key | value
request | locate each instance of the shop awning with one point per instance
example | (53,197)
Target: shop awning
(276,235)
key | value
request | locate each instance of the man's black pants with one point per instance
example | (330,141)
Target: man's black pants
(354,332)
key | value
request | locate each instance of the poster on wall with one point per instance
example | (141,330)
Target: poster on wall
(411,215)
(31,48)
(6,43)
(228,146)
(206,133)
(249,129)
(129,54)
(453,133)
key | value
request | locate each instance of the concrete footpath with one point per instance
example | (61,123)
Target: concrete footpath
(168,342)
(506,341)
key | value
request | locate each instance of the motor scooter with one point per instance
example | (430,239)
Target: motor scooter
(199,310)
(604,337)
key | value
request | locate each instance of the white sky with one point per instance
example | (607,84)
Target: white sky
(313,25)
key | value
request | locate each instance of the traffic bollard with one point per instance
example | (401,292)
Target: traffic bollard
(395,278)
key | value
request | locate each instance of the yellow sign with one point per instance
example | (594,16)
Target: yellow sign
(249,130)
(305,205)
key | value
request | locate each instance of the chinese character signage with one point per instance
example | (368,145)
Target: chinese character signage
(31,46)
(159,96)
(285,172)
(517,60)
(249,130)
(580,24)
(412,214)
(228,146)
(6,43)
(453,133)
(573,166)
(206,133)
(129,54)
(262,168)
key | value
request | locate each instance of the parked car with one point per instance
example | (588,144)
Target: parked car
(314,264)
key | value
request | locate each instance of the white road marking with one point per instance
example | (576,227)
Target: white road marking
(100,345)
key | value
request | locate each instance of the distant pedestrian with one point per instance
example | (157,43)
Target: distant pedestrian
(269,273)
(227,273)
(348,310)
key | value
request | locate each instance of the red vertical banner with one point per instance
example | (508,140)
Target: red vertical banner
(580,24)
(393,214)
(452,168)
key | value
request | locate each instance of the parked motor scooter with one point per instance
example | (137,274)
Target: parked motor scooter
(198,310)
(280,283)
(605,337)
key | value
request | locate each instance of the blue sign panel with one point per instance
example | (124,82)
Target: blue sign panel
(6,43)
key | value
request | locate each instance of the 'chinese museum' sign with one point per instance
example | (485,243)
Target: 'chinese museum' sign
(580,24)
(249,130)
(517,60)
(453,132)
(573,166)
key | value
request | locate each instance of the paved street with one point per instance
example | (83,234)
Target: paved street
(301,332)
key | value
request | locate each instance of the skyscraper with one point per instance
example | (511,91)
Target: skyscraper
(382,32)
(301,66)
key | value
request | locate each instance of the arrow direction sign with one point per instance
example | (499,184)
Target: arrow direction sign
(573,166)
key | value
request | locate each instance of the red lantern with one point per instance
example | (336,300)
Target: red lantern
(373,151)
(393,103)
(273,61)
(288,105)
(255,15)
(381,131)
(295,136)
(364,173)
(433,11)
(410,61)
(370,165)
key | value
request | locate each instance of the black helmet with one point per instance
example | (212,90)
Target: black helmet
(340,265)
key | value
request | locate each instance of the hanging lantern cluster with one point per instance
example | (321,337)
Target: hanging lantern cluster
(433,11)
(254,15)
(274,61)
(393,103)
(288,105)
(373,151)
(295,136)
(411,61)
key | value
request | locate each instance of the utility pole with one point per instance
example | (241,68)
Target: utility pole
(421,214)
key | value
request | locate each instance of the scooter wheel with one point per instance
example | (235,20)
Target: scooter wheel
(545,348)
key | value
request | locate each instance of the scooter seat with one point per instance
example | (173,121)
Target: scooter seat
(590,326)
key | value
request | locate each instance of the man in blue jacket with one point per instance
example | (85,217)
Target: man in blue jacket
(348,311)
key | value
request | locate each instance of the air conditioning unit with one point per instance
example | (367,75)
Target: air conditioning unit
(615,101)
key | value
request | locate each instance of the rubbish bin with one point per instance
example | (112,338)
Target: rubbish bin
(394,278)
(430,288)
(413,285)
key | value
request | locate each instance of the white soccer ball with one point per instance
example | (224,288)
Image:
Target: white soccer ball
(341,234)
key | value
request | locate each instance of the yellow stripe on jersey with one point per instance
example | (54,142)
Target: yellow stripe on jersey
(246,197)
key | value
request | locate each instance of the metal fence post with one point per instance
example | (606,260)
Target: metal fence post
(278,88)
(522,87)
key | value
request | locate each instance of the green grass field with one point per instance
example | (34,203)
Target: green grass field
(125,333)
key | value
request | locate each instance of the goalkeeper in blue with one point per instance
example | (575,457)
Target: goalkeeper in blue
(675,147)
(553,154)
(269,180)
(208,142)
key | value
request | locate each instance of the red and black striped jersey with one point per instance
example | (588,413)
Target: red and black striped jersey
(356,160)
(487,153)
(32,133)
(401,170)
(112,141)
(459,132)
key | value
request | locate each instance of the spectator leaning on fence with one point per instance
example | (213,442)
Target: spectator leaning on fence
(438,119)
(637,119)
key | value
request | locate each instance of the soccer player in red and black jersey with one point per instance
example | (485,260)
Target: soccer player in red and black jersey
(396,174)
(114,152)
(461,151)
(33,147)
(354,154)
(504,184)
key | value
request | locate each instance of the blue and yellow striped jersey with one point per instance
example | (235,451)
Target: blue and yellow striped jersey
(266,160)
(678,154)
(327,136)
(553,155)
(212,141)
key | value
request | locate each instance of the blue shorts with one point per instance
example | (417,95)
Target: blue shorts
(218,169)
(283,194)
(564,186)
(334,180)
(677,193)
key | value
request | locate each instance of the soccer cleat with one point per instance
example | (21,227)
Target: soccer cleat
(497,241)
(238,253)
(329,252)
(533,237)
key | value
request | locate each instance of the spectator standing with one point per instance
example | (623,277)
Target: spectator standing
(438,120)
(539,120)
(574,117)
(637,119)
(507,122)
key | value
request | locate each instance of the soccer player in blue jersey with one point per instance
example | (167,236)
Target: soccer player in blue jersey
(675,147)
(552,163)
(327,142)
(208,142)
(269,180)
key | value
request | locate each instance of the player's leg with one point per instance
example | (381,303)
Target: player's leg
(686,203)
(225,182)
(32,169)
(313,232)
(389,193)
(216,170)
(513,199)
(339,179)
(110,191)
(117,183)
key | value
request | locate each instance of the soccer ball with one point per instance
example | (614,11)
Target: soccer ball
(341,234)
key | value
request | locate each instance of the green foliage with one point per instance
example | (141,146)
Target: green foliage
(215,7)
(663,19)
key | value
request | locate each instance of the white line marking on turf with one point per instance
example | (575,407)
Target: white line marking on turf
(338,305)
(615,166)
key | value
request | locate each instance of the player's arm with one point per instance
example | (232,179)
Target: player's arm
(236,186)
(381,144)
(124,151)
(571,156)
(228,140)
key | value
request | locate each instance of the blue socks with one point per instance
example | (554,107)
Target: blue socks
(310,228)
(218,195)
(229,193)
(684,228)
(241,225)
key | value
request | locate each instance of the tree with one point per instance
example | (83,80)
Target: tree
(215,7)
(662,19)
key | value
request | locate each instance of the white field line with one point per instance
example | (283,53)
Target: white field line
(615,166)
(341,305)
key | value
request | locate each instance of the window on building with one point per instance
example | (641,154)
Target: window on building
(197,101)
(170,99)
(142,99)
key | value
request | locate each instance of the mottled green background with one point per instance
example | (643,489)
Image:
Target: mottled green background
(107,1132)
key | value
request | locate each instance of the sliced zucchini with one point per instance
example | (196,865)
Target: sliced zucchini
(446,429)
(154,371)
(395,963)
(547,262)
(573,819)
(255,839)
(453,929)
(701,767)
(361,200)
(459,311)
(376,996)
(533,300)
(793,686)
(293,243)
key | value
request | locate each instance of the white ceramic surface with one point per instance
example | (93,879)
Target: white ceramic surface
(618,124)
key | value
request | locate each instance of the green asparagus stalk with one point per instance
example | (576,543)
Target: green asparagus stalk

▬▬▬

Whatever lines appear above, reproduce every one of them exactly.

key | value
request | locate each instance of the shop awning with one point per instance
example | (53,197)
Target: shop awning
(276,235)
key | value
request | locate each instance of the man's black pants with one point per instance
example | (330,141)
Target: man's black pants
(354,332)
key | value
request | locate each instance of the poster on wall with one point per instance
example | (141,330)
Target: poster on wall
(411,215)
(31,48)
(6,43)
(228,146)
(206,133)
(249,129)
(129,54)
(453,133)
key | value
request | locate each instance of the concrete footpath with one point per instance
example | (61,123)
Target: concrete footpath
(168,342)
(506,341)
key | value
request | locate each instance of the motor scooter with one point per instance
example | (430,239)
Target: motor scooter
(199,310)
(604,337)
key | value
request | locate each instance of the white sky with one point per instance
example | (607,84)
Target: white sky
(313,25)
key | value
request | locate each instance of the traffic bollard with one point per instance
example | (401,292)
Target: traffic bollard
(395,278)
key | value
request | locate each instance of the yellow sign with one point per instance
example | (594,16)
Target: yellow sign
(249,130)
(305,205)
key | value
request | locate each instance of the chinese character signage with one point per instance
example | (368,145)
Target: chinese character signage
(31,46)
(159,96)
(285,172)
(517,60)
(249,130)
(580,24)
(412,214)
(228,146)
(6,43)
(453,133)
(573,166)
(206,133)
(129,54)
(262,168)
key | value
request | locate each instance of the parked car with one point per instance
example | (588,144)
Target: parked car
(314,264)
key | value
request | locate each instance of the white road marking with one point per instance
example | (576,227)
Target: white road marking
(100,345)
key | value
request | locate each instance of the distant pedestrian with one point per instance
example | (157,43)
Target: distant pedestrian
(269,273)
(227,273)
(348,310)
key | value
request | locate each instance of the red vertical banner with one point per instance
example | (508,140)
Target: red vertical banner
(580,24)
(393,214)
(452,168)
key | value
request | locate each instance of the parked motor scooter with one point per instance
example | (137,274)
Target: parked motor scooter
(198,310)
(280,283)
(605,337)
key | value
request | locate each instance of the blue sign panel with one point per instance
example | (124,82)
Target: blue sign panel
(6,43)
key | value
request | locate each instance of the 'chinese museum' sign with one point per instance
example | (485,243)
Target: 'chinese museum' sign
(580,24)
(249,130)
(517,60)
(453,132)
(573,166)
key | value
request | locate each instance of the paved street with one point per instance
example | (83,234)
Target: paved street
(301,332)
key | value
request | locate each instance of the skyscraper with one point per instance
example | (511,91)
Target: skyscraper
(382,32)
(301,66)
key | value
request | locate each instance of the arrow direction sign with one point per instance
example | (499,184)
Target: arrow direction sign
(573,166)
key | value
request | locate each instance of the red lantern with one point per instance
example | (336,300)
Target: red lantern
(373,151)
(393,103)
(273,61)
(288,105)
(255,15)
(381,131)
(295,136)
(364,173)
(433,11)
(410,61)
(370,165)
key | value
request | locate each instance of the black helmet with one point per instance
example | (212,90)
Target: black helmet
(340,265)
key | value
request | locate each instance of the hanging lantern cluster with one point per instance
example | (321,337)
Target: hanging lantern cluster
(433,11)
(254,15)
(274,61)
(393,103)
(288,105)
(373,151)
(295,136)
(411,61)
key | value
request | locate each instance of the utility pole with one point per instance
example | (241,68)
Target: utility pole
(421,214)
key | value
request | locate each instance of the scooter wheel with one point per instance
example | (235,20)
Target: scooter wheel
(545,348)
key | value
request | locate each instance of the scooter seat with one point per instance
example | (173,121)
Target: scooter seat
(590,326)
key | value
request | locate each instance of the man in blue jacket with one point per instance
example | (85,217)
Target: man in blue jacket
(348,311)
key | value
request | locate each instance of the air conditioning unit with one point per instance
example | (367,75)
Target: air conditioning unit
(615,101)
key | value
request | locate each instance of the rubbish bin with one point per instance
example | (112,338)
Target: rubbish bin
(394,278)
(430,288)
(413,285)
key | value
request | locate each instance of the white soccer ball with one point per instance
example | (224,288)
Image:
Target: white soccer ball
(341,234)
key | value
request | locate each instance of the yellow stripe on jersey with one point per instance
example | (54,142)
Target: yellow stripe on jersey
(246,197)
key | value
request | locate each instance of the metal fence post with one point per instance
example | (606,260)
Target: metal fence post
(278,88)
(522,87)
key | value
request | locate each instance of the green grass field with one point per instance
example | (34,203)
Target: green grass field
(125,333)
key | value
request | locate each instance of the goalkeeper in blue with one point per instance
example | (575,457)
Target: goalkeeper in blue
(675,147)
(553,154)
(269,180)
(208,142)
key | value
request | locate each instance of the red and black striped jersey with one point per instance
example | (588,413)
Target: red and black striped jersey
(356,160)
(487,153)
(32,133)
(401,170)
(112,141)
(459,132)
key | value
request | locate each instance of the spectator leaning on fence with one point per instance
example | (213,442)
Target: spectator leaning on fence
(438,119)
(637,119)
key | value
request | locate each instance of the soccer player in red and black jersey with one point per instance
example | (485,260)
Target: soccer player in red and black jersey
(396,174)
(114,152)
(461,151)
(33,147)
(354,154)
(504,184)
key | value
request | locate each instance of the blue and yellow striped jersey with one point per instance
example | (235,451)
Target: blue and yellow striped jersey
(266,160)
(678,154)
(327,136)
(553,155)
(212,141)
key | value
request | locate each instance of the blue shorts with one point per instance
example | (417,95)
Target: blue shorts
(218,169)
(283,194)
(564,186)
(334,180)
(677,193)
key | value
request | locate each instance of the soccer cleat with one point per instance
example | (21,227)
Target: soccer cleat
(497,241)
(238,253)
(329,252)
(533,237)
key | value
request | locate each instance of the spectator standing with one point per instance
example | (623,277)
Target: spectator standing
(438,120)
(539,120)
(574,117)
(637,119)
(507,122)
key | value
request | locate each instance of the soccer player in blue jersey with one point per instance
example | (167,236)
Target: soccer player in blue jersey
(675,147)
(552,163)
(327,142)
(208,142)
(269,180)
key | value
request | locate each instance of the player's leg with one point per instance
example | (381,303)
Target: player's leg
(686,203)
(225,182)
(32,169)
(313,232)
(389,193)
(216,170)
(513,199)
(339,179)
(110,191)
(117,183)
key | value
request | locate each instance of the soccer ball with one point per instance
example | (614,11)
Target: soccer ball
(341,234)
key | value
request | locate each instance of the green foliage with one point per instance
example | (141,146)
Target: green foliage
(215,7)
(663,19)
key | value
request | locate each instance of the white line marking on turf with one point per instance
example | (575,407)
Target: white line marking on turf
(338,305)
(615,166)
key | value
request | locate each instance of the player's arm with one point per instance
example | (232,179)
Target: player's arm
(236,186)
(381,144)
(124,151)
(571,156)
(228,140)
key | value
request | locate each instance of the blue socks with one point per instance
example | (554,107)
Target: blue socks
(310,228)
(218,195)
(229,193)
(684,228)
(241,225)
key | value
request | locate each instance of the tree with one point per instance
example | (83,80)
Target: tree
(215,7)
(662,19)
key | value
request | locate each instance of the white field line with one point per instance
example | (283,53)
Target: white field line
(615,166)
(341,305)
key | value
request | locate each instance of the window on building with one point per instance
example | (641,154)
Target: window on building
(197,101)
(170,99)
(142,99)
key | value
request | locate each instance of the mottled green background with one point per instance
example | (643,489)
Image:
Target: mottled green background
(107,1132)
key | value
request | locate each instance of the sliced zucchini with one point per instance
example | (196,865)
Target: sliced zucchini
(446,429)
(154,371)
(395,963)
(547,262)
(573,819)
(255,839)
(453,929)
(701,767)
(361,200)
(459,311)
(376,996)
(533,300)
(793,686)
(293,243)
key | value
request | locate each instance of the white ceramic surface with one point per instance
example | (93,879)
Target: white ceramic surface
(618,124)
key | value
request | locate each instance of the green asparagus stalk with one point per instance
example | (576,543)
Target: green asparagus stalk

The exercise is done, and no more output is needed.